• **THE PROBLEM**: Copy all of the rows below verbatim, keeping every line in its original order.

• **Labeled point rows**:
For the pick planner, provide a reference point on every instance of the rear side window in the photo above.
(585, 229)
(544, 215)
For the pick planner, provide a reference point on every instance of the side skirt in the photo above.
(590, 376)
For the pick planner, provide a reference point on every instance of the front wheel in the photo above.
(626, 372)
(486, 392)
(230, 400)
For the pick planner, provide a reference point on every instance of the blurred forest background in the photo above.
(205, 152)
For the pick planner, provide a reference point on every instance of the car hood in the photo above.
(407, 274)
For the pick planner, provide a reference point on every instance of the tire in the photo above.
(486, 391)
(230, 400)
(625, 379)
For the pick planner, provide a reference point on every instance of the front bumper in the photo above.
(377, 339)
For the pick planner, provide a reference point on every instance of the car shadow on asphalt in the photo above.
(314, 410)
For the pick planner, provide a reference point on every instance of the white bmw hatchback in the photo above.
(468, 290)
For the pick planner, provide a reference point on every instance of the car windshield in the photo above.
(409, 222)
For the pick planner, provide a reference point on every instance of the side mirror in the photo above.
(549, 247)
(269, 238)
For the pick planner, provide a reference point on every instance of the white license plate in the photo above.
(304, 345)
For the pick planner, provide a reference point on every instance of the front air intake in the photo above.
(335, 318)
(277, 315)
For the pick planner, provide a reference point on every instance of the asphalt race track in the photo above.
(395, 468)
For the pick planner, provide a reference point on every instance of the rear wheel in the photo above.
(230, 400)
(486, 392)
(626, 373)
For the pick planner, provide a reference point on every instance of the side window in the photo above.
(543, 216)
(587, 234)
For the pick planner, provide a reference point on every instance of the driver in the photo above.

• **REPLY TO THE TASK**:
For the pick planner, provide a reference point on every instance of the rear side window in the photo above.
(585, 229)
(544, 215)
For the pick planner, provide a reference point on every instance of the side skirt in the photo above.
(590, 376)
For the pick planner, provide a reference point on every instance of the front wheel in the photo above.
(626, 372)
(486, 392)
(230, 400)
For the pick planner, provide a reference point on every instance of the blurred forest background in the photo above.
(205, 152)
For the pick planner, provide a reference point on every instance of the car hood in the photo above.
(407, 274)
For the pick planner, provide a reference point on every instance of the tire in the photo above.
(486, 391)
(230, 400)
(625, 379)
For the pick planner, provide a reference point on every instance of the front bumper in the photo above.
(377, 339)
For the pick planner, provide a reference point on every instance of the car shadow on asphalt in the photo above.
(314, 410)
For the pick planner, provide a reference point on every instance of the white bmw hatchback in the photo above.
(468, 290)
For the pick planner, provide a reference point on every instance of the car windshield in the photo above.
(409, 222)
For the pick planner, provide a reference point on every instance of the side mirror in the photo above.
(549, 247)
(269, 238)
For the pick planner, provide a reference point on every instance of the white license plate in the photo above.
(304, 345)
For the pick planner, provide a reference point on every instance of the front air intake in the photo above.
(335, 318)
(277, 315)
For the pick planner, provide a reference point on every instance of the asphalt race track in the photo above.
(395, 468)
For the pick planner, provide a reference point on every instance of the rear wheel in the photo above.
(230, 400)
(486, 392)
(626, 373)
For the pick planner, provide a reference point on every instance of the side window in the photo above.
(543, 216)
(587, 234)
For the pick planner, provide a reference point on every instance of the driver in the photo above.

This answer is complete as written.